Data for review:
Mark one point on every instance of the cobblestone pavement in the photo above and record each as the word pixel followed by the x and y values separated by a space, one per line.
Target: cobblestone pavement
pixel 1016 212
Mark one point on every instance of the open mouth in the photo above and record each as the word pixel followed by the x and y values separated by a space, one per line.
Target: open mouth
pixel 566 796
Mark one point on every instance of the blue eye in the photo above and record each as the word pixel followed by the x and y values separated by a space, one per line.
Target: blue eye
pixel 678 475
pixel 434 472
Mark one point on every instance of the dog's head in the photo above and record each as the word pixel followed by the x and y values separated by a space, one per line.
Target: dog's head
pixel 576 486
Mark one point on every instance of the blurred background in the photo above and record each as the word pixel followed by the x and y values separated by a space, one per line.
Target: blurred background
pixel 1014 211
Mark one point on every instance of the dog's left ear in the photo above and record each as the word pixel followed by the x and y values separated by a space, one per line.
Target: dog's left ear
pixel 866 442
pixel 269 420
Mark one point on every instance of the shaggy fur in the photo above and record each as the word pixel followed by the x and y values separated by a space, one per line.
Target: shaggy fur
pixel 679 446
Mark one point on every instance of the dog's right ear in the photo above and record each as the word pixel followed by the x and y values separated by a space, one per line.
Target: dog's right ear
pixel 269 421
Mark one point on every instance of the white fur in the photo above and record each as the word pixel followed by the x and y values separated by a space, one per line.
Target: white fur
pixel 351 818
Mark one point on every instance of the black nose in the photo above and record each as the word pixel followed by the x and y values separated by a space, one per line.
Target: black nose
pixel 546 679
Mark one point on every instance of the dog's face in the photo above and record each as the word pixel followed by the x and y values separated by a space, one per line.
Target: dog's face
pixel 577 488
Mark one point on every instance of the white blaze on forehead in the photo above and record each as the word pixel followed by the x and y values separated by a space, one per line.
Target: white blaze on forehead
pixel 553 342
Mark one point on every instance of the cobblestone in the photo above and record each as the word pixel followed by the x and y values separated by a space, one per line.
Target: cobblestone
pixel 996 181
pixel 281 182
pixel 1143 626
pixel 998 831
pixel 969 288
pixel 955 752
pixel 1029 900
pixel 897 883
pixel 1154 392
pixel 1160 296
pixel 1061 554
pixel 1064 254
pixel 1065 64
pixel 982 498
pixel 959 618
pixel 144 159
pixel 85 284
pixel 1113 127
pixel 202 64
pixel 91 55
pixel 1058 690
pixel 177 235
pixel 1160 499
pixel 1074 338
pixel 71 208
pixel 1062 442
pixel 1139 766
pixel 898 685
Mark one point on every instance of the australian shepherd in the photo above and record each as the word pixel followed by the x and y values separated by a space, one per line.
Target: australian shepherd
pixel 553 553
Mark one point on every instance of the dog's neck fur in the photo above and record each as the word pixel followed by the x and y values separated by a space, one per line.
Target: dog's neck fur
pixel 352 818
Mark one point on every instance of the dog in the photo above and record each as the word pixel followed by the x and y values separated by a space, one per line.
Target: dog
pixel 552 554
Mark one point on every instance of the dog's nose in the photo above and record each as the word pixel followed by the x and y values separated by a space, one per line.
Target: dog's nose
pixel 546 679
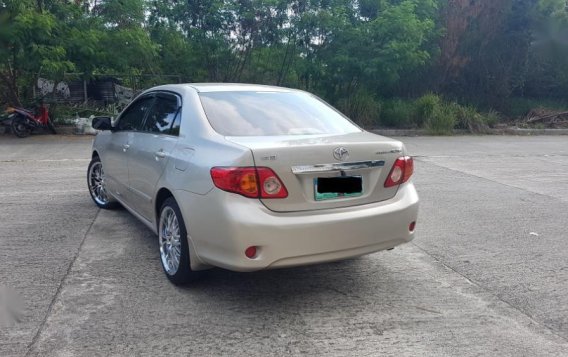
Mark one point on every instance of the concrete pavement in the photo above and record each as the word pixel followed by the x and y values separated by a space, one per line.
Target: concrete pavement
pixel 487 274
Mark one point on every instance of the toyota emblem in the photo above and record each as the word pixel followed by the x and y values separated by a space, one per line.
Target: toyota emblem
pixel 341 153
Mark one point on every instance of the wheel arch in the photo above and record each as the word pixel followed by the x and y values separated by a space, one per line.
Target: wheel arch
pixel 162 195
pixel 194 259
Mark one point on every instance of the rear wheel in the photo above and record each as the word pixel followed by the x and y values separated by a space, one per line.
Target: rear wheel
pixel 20 127
pixel 97 185
pixel 174 250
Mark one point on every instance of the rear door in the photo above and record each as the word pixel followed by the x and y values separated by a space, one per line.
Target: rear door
pixel 150 150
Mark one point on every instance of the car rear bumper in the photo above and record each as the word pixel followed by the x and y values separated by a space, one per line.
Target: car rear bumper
pixel 224 225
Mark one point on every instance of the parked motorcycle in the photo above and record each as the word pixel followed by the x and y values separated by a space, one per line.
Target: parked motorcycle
pixel 24 121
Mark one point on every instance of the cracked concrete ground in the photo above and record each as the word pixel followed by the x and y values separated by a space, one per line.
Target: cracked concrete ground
pixel 486 275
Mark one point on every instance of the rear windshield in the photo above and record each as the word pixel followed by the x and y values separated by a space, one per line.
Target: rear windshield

Directions for this task:
Write out every line from the data above that includes "windshield".

Output for this task:
Mark one point on every instance of the rear windshield in the photo above and record each as the word pixel followed by the x and y values separated by a space, one per line.
Target: rear windshield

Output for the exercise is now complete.